Stated goal »
Identify every line in the items below that contains the string "water" and copy each of those lines in full.

Records from a data collection:
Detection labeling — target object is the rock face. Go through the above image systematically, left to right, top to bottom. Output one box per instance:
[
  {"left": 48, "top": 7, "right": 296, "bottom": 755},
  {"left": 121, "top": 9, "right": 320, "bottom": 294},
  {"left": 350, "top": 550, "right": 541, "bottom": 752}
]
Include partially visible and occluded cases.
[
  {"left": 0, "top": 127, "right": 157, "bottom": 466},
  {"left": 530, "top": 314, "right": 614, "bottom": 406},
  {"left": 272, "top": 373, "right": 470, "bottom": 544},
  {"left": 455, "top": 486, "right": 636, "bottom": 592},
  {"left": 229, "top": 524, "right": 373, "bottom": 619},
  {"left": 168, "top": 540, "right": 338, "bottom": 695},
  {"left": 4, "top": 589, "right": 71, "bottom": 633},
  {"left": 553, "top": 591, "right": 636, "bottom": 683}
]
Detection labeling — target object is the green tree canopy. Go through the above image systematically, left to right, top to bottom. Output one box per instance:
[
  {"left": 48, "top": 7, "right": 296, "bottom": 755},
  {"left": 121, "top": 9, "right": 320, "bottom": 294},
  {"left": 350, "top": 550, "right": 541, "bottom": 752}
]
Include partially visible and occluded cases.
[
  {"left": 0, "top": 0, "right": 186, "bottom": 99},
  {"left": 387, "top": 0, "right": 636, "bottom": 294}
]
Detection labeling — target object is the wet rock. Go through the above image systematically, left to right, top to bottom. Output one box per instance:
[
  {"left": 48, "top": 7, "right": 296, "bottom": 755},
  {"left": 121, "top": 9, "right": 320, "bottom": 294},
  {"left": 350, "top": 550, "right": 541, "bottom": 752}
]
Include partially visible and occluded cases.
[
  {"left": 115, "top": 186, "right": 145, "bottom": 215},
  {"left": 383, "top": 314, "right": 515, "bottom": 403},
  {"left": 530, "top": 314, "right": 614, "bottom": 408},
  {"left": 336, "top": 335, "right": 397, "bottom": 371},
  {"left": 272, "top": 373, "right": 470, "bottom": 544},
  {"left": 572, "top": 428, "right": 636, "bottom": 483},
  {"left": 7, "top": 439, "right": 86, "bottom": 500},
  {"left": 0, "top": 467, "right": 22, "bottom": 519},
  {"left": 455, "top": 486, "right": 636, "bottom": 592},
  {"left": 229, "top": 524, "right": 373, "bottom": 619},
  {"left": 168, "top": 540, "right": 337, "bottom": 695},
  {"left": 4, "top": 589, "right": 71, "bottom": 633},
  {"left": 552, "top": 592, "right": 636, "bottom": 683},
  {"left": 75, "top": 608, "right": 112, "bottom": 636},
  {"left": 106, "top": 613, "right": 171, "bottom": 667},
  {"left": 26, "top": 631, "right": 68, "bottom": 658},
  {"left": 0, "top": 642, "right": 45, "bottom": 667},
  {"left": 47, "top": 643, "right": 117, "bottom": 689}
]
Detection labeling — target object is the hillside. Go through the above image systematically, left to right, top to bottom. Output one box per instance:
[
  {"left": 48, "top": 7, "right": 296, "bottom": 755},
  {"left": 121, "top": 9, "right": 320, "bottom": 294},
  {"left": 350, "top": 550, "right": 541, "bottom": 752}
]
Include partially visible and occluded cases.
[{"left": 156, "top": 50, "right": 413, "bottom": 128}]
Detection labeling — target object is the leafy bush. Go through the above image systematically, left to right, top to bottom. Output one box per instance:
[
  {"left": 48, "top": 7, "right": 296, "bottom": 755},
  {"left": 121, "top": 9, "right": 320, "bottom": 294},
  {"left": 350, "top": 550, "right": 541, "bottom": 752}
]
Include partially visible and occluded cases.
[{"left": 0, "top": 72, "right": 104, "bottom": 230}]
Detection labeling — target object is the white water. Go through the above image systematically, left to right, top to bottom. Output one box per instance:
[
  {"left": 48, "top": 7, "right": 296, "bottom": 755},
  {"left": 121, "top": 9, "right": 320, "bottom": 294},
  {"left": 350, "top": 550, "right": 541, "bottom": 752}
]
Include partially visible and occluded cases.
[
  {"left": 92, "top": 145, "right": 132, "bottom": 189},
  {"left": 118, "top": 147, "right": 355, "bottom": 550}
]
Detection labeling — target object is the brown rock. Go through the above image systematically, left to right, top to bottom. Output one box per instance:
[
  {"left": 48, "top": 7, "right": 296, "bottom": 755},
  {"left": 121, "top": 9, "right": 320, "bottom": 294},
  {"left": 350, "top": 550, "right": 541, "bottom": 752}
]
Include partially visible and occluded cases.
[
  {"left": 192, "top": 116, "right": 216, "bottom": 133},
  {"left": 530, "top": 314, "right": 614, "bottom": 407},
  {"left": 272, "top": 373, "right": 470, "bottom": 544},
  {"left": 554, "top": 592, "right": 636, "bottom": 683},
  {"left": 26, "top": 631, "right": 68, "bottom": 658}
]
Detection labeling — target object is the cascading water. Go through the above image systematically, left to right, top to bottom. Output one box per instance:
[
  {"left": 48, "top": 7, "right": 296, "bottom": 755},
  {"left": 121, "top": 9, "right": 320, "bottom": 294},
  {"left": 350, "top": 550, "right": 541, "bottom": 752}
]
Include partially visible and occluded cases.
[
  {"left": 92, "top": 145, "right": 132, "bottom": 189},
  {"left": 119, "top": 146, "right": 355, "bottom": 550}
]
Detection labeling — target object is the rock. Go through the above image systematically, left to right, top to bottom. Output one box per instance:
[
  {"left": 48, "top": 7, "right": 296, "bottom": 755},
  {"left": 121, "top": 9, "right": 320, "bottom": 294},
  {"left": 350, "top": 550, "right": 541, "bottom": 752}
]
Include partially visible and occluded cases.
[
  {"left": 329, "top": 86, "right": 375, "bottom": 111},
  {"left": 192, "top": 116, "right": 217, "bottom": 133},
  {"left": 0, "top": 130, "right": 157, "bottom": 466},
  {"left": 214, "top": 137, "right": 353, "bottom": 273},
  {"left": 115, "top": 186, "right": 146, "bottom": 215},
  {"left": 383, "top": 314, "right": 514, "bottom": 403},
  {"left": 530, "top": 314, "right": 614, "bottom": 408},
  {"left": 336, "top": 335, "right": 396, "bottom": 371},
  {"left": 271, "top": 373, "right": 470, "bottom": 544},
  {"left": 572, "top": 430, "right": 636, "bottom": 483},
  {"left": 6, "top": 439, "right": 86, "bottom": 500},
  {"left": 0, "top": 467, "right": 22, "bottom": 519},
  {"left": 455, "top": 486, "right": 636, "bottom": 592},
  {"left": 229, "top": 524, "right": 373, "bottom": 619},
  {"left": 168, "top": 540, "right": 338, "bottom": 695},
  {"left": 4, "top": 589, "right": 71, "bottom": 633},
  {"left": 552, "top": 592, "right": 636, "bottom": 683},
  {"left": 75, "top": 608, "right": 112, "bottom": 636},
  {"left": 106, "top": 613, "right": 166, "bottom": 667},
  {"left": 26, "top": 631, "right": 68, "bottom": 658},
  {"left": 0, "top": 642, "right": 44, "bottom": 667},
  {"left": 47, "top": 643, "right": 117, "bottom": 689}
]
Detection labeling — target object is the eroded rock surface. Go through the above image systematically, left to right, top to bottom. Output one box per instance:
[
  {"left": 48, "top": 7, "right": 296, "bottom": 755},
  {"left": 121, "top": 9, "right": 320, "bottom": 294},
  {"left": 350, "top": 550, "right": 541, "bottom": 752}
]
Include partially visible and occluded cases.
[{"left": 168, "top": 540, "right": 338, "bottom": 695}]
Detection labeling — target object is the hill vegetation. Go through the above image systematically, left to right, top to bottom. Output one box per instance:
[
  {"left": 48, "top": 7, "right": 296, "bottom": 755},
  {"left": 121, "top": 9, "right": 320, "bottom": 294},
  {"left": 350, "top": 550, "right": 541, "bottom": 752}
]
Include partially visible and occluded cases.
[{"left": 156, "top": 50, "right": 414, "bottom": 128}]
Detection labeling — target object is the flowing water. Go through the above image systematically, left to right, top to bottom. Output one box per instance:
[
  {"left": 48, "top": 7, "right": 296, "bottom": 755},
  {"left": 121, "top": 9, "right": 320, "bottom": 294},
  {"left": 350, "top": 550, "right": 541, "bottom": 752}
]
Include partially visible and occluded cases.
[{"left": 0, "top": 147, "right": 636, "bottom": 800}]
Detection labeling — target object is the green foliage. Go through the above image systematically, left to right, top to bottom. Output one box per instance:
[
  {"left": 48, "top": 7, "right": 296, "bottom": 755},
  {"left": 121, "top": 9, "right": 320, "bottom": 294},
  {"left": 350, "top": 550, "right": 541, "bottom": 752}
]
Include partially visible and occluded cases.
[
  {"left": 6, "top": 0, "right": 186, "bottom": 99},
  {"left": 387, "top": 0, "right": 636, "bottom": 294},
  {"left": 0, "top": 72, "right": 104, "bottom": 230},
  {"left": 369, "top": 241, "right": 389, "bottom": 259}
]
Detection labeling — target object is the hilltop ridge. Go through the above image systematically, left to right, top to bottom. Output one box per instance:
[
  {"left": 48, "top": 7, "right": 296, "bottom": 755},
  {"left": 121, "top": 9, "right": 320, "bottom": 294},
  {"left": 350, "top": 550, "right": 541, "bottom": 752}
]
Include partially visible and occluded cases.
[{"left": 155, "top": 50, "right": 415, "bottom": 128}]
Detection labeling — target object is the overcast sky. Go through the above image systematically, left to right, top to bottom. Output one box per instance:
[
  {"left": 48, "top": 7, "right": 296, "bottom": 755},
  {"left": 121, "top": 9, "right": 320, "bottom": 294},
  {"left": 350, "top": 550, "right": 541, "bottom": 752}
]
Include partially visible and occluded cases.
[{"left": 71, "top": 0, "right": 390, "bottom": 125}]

Exercise result »
Detection labeling — target object is the white water. Go through the above image systematically, left to right, top to bottom. Output one box per instance:
Detection labeling — target object is the cascading water. Go through the above image systematically, left to right, top to bottom. Output one box per instance:
Detection labeling — target object is the flowing water. Go through the above image systematically, left to right, top to bottom. Output one box per instance:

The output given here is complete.